### [SET TASK A]
Copy the entries beginning at the line that contains "man in yellow" and stopping after the line that contains "(0, 837), (362, 896)", with nothing changed.

### [PAGE EXTRACT]
·····
Editor’s note: This story was originally published in June, 2020.
Tacos are everywhere in the United States.
And everywhere they go, argues José R. Ralat in “American Tacos: A History and Guide” (University of Texas), they take on the flavors around them.
In Mexico, tacos are regional. What goes between a folded tortilla changes in every corner of the country.
Ralat, the taco editor of Texas Monthly magazine, sees the same regional variation happening in the U.S., where tacos are filled with barbecue, kimchi and even pastrami.
And in the South, we have Sur-Mex.
Ralat spoke to The American South about this delicious development in our region.
The American South: How do you define a taco?
José R. Ralat: Two ways. There’s the physical definition. A tortilla, the most important component. Its filling, which does not have to be meat. And a salsa. But I also define a taco as representative and reflective of its time and place. It’s regional. Its appearance, its taste, its essence depends on what the people want to eat, who those people are and what ingredients are available in the marketplace.
AS: Why have tacos been so enthusiastically embraced across the U.S.?
JRR: Mexican food as a whole makes everything better. Whatever you throw at it, it improves.
AS: When was Sur-Mex created?
JRR: The world’s two greatest corn cultures are Mexico and the U.S. South. The fact that it took until the 1990s for it to coalesce is surprising, considering that Mexicans have traveled the South and populated the South even before it was the Americans South.
AS: Who created Sur-Mex?
JRR: Taquería del Sol, which is in Atlanta and Nashville. And then El Mero in Memphis is the greatest example of learning from Taquería del Sol and running with the idea.
AS: How is Sur-Mex different from the Tex Mex restaurants that have long existed in the region?
·····
### [Rows from a dataset of box labels]

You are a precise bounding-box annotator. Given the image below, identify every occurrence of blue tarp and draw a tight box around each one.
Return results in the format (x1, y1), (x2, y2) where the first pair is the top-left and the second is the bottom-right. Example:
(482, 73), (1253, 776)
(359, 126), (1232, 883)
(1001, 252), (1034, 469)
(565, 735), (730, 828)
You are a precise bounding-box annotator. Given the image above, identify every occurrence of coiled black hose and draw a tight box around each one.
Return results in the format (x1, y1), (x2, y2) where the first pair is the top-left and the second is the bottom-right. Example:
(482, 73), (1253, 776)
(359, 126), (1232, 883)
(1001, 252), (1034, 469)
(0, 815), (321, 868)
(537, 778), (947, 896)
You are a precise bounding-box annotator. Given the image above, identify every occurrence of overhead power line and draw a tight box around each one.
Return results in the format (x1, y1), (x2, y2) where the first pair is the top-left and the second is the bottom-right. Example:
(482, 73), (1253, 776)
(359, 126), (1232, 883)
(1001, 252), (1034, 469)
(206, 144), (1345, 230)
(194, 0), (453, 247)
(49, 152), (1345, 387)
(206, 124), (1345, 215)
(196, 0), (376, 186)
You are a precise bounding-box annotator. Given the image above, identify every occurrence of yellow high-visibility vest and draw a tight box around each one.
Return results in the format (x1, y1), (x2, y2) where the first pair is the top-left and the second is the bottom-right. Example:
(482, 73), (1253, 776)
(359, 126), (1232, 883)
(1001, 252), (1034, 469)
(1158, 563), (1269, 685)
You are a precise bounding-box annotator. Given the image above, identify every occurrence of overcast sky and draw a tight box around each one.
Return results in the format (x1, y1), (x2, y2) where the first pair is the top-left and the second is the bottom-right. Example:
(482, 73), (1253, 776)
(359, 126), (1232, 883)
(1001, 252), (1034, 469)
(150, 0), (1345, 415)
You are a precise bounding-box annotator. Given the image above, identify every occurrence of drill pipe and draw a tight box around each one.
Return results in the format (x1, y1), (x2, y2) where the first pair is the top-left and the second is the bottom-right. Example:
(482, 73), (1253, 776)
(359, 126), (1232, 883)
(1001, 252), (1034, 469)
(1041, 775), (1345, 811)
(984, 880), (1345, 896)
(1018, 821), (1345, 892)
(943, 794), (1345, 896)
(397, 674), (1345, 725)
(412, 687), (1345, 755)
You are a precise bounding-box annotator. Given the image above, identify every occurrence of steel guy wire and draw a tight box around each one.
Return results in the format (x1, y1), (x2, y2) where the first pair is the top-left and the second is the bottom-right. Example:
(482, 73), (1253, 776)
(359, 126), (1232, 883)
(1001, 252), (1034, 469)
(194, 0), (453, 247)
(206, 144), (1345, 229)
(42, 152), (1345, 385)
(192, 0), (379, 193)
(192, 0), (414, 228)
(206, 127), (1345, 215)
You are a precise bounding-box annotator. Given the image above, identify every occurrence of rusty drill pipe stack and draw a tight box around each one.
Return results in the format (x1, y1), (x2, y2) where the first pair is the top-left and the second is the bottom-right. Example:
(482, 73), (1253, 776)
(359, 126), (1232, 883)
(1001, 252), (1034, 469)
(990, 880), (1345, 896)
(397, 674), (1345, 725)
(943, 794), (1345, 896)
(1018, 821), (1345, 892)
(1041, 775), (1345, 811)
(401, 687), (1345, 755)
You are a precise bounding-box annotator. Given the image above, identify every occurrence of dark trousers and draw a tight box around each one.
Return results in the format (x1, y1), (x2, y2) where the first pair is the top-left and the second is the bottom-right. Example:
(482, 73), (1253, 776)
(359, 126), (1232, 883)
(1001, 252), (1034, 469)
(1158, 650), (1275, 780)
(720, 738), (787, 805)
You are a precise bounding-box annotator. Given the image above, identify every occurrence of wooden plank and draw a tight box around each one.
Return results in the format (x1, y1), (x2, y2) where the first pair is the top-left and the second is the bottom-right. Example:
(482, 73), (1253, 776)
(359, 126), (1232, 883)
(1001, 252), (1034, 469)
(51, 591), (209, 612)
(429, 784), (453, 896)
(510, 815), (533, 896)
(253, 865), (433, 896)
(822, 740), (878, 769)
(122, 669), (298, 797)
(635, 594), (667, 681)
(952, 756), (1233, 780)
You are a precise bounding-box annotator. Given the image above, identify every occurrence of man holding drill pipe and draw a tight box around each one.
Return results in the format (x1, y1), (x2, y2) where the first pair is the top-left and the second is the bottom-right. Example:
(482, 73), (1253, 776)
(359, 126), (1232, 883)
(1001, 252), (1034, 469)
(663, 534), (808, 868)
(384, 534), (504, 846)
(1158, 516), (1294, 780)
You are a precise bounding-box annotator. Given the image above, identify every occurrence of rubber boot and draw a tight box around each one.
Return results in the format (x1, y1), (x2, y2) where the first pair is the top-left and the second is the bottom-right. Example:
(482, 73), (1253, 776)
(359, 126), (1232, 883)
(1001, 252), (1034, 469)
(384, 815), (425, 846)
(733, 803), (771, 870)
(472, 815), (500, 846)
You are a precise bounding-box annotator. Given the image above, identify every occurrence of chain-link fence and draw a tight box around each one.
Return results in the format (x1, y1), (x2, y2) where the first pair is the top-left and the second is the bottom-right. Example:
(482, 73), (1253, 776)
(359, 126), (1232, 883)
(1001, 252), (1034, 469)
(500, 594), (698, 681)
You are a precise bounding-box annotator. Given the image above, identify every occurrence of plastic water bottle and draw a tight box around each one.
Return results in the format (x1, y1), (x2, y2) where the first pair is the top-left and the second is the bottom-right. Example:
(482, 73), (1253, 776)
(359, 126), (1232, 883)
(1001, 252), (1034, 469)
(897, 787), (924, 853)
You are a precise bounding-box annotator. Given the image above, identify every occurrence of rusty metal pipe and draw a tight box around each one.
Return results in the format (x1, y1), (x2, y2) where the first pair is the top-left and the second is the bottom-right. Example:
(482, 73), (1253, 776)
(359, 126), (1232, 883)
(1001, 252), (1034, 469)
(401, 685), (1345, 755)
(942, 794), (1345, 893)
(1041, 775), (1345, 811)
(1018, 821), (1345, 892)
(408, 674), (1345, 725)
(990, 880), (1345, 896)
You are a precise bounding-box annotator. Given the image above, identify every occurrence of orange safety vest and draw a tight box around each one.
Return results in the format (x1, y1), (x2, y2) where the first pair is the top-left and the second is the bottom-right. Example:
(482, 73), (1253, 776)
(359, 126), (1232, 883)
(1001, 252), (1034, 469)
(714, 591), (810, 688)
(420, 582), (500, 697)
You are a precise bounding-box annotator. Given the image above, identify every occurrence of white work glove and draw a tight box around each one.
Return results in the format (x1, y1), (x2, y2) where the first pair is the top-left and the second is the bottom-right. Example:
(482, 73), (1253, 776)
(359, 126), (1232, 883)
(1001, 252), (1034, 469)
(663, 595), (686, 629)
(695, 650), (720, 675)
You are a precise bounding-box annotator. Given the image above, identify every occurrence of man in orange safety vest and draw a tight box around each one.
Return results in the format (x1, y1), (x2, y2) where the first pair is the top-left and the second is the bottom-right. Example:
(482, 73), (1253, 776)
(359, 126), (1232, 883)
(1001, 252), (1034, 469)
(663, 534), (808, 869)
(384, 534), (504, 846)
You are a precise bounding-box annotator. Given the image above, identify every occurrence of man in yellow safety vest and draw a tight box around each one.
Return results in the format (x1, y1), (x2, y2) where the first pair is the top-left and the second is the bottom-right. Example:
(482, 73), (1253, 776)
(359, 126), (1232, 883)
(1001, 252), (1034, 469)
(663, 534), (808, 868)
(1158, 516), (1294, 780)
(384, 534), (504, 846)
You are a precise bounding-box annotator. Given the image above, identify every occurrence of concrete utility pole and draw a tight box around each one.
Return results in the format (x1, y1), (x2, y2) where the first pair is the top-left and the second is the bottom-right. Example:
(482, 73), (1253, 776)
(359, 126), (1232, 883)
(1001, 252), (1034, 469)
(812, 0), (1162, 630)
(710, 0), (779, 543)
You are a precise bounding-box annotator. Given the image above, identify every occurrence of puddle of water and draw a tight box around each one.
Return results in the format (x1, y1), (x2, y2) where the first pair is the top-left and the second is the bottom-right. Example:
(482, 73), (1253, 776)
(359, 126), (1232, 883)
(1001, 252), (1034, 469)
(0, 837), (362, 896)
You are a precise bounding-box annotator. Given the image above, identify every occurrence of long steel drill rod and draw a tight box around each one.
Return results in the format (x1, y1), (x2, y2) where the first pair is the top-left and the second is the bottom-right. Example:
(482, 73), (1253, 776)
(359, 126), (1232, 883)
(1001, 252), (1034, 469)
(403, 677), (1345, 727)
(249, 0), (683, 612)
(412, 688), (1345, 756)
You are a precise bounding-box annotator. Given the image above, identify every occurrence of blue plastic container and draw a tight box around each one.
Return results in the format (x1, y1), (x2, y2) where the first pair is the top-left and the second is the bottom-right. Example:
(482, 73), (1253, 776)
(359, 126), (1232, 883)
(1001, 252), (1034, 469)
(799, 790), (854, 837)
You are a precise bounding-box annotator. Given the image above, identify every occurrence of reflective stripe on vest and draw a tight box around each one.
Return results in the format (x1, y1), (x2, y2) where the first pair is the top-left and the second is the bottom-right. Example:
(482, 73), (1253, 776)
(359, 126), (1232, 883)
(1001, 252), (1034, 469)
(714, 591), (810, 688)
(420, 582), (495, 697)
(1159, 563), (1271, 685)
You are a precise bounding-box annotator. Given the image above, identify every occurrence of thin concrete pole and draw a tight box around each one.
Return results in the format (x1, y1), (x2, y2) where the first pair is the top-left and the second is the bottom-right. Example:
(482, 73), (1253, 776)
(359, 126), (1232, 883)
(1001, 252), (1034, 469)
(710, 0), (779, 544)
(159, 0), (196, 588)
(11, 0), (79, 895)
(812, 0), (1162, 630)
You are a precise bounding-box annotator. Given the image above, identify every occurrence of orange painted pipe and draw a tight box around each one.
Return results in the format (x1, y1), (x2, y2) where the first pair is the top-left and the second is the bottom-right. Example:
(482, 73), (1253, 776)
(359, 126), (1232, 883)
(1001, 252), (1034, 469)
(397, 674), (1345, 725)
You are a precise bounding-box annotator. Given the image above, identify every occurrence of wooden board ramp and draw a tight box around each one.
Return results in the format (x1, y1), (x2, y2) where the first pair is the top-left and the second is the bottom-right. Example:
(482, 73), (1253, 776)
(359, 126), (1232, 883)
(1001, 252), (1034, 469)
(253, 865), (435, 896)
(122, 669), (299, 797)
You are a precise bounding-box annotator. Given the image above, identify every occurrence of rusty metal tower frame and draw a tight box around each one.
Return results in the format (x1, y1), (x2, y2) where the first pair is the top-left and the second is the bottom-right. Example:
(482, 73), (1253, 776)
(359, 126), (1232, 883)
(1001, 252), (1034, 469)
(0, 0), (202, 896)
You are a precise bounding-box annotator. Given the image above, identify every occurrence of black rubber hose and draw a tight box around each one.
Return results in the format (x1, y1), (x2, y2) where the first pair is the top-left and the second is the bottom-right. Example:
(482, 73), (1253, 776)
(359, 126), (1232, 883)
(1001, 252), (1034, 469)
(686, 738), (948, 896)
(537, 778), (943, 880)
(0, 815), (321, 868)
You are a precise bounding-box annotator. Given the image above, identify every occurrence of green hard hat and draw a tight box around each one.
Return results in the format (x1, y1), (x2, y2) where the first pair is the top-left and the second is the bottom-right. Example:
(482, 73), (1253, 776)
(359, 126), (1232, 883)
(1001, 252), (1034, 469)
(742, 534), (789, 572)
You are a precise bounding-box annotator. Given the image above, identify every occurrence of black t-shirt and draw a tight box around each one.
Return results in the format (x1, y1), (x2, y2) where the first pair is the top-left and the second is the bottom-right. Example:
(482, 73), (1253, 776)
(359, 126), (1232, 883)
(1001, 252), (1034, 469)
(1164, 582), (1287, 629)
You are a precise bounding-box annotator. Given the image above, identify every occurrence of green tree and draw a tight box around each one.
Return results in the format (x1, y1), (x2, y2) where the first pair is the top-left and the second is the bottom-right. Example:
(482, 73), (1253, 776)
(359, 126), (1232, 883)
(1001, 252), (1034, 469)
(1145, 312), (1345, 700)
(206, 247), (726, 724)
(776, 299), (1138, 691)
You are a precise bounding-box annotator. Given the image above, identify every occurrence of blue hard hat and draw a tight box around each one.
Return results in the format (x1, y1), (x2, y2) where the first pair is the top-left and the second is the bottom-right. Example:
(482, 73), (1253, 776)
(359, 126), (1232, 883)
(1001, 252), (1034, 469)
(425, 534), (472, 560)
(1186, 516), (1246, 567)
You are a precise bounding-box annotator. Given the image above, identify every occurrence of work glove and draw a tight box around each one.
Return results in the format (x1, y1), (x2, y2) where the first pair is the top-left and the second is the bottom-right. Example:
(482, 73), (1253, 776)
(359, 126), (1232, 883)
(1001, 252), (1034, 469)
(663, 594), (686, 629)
·····
### [SET TASK B]
Say whether each statement agrees with the taco interview. Answer yes or no, and quote the deciding words. (i) Ralat says a taco's filling must be meat. (ii) Taquería del Sol is in Atlanta and Nashville. (iii) According to Ralat, Sur-Mex came together in the 1980s.

### [WRITTEN SOLUTION A]
You are a precise bounding-box annotator. Given the image above, identify every occurrence of man in yellow safety vest and draw a tight box around each one.
Return results in the format (x1, y1), (x2, y2) where the first pair is the top-left and the second is the bottom-right. Example:
(482, 73), (1253, 776)
(359, 126), (1232, 883)
(1001, 252), (1034, 469)
(663, 534), (808, 868)
(1158, 516), (1294, 780)
(384, 534), (504, 846)
You are a precise bounding-box annotator. Given the image above, identify every occurrence of concrete utility pole and draw a tight box around each one.
Return results in the format (x1, y1), (x2, y2) where the first pair is the top-left and the second is the bottom-right. Example:
(482, 73), (1253, 776)
(359, 126), (1232, 883)
(1001, 252), (1034, 469)
(812, 0), (1162, 630)
(710, 0), (779, 543)
You are a precise bounding-box annotator. Given the image above, identify every occurrence of puddle of water and draw a tight box around each one.
Return results in the format (x1, y1), (x2, y2) where the first pair is the top-left and the second is the bottom-right. Example:
(482, 73), (1253, 776)
(359, 126), (1232, 883)
(1001, 252), (1034, 469)
(0, 837), (362, 896)

### [WRITTEN SOLUTION B]
(i) No: "Its filling, which does not have to be meat."
(ii) Yes: "Taquería del Sol, which is in Atlanta and Nashville."
(iii) No: "it took until the 1990s for it to coalesce"